>> START DATASET EXTRACT

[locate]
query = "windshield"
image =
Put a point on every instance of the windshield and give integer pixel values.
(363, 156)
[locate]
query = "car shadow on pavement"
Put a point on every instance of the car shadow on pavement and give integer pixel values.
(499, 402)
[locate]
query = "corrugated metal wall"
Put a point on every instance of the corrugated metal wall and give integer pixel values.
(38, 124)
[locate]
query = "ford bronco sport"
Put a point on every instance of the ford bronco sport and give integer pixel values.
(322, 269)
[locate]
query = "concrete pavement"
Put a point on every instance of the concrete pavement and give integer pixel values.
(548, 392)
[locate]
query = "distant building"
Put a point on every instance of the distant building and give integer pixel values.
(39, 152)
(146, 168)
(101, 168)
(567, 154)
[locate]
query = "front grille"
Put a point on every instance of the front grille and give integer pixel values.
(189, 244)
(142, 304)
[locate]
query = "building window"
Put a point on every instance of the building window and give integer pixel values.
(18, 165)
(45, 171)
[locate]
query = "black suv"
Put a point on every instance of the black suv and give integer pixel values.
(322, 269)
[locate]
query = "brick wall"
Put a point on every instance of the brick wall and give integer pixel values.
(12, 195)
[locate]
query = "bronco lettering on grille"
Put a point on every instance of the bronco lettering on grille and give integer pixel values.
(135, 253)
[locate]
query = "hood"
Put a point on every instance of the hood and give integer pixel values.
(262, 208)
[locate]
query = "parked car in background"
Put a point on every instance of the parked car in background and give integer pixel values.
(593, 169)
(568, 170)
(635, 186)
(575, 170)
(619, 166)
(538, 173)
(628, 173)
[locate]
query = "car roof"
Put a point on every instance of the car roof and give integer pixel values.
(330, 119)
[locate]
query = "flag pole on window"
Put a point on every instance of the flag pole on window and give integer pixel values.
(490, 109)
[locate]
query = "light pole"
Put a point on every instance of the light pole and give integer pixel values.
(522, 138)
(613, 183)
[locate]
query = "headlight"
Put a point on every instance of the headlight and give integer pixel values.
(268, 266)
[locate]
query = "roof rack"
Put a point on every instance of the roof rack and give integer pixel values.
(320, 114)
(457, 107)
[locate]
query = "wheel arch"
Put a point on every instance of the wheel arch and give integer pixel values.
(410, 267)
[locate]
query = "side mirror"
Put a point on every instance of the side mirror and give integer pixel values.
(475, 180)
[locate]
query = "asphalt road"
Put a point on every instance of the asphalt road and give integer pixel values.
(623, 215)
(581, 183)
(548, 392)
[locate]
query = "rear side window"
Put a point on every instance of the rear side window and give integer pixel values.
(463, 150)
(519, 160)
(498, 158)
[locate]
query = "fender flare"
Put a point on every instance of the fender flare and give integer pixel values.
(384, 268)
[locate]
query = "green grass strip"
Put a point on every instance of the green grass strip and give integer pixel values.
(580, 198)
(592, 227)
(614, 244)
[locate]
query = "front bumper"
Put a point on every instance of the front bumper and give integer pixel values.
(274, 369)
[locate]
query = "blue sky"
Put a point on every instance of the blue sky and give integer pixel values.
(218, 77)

>> END DATASET EXTRACT

SET EXERCISE
Copy out all of the records above with nothing altered.

EXPECTED OUTPUT
[locate]
query = "windshield"
image =
Put a point on every instance of the windshield and give integer pixel values.
(363, 156)
[locate]
query = "car shadow on pavement"
Put a point on every instance of the car shadow on pavement and give integer pixel values.
(499, 402)
[locate]
query = "corrugated metal wall"
Put a point on every instance of the corrugated metal wall and give integer pixel values.
(38, 124)
[locate]
query = "ford bronco sport"
Put a point on every instance of the ford bronco sport and give integer pixel values.
(322, 269)
[locate]
query = "concrete pavement"
Put a point on every instance of the concrete pavement and give integer pixel values.
(548, 392)
[locate]
query = "distant building"
Put a point on every instance of the distant building and give integer pixel values.
(39, 152)
(146, 168)
(101, 168)
(567, 154)
[locate]
query = "front grille"
Put a point on every instance of the front grille and give integer pixel values.
(189, 244)
(142, 304)
[locate]
query = "building window"
Put a point on every instance of the building window and give integer pixel values.
(18, 165)
(45, 171)
[locate]
query = "black suv"
Put a point on every instance of the black suv and give integer pixel values.
(322, 269)
[locate]
query = "brick wall"
Put a point on every instance of the brick wall and give integer pixel values.
(12, 195)
[locate]
query = "bronco lettering on grille"
Put a point on every instance of the bronco lettering on grille and give integer pixel values.
(135, 253)
[locate]
query = "hood"
Put a point on every instance of the hood and give integer pixel values.
(262, 208)
[locate]
query = "parked car in background"
Put a point on every instance of the parked car in background and give integer pixel values.
(593, 169)
(568, 170)
(635, 186)
(575, 170)
(619, 166)
(538, 173)
(628, 173)
[locate]
query = "car roof"
Put a point on every instance of the car roof and give integer pixel values.
(330, 119)
[locate]
query = "flag pole on window"
Put a point on every instance of the flag pole on window and give integer pixel values.
(490, 109)
[locate]
query = "light pole"
Put a point on every instance of the light pole and give integer pixel values.
(522, 138)
(613, 183)
[locate]
query = "headlight"
Put a point on every instance of the headlight and give integer pixel values.
(268, 266)
[locate]
query = "roof rack"
Put a point on every instance of the roof rack and give integer pixel values.
(320, 114)
(457, 107)
[locate]
query = "wheel arch"
Put a point on every instance of the wheel arch and give integer pixel values.
(410, 267)
[locate]
query = "side mirror"
Put a point on every instance of the side mirror and give integer pixel values.
(475, 180)
[locate]
query = "asphalt road"
Put a point on every instance of the asphalt road and give integer pixel values.
(623, 215)
(581, 183)
(548, 392)
[locate]
query = "rear side window"
Put a point on every instance of the rear side window and give integer pixel values.
(463, 150)
(519, 160)
(498, 158)
[locate]
query = "fender flare"
Put a point on every instance of the fender flare and give integer pixel values.
(384, 268)
[locate]
query = "green grass strip"
Put a point on every instance of the green grass strip and give integer pixel values.
(580, 198)
(592, 227)
(614, 244)
[locate]
query = "front bumper"
Put a point on every instance of the front bumper and give integer pixel values.
(274, 369)
[locate]
query = "blue sky"
Put a point on every instance of the blue sky and give integer pixel values.
(218, 77)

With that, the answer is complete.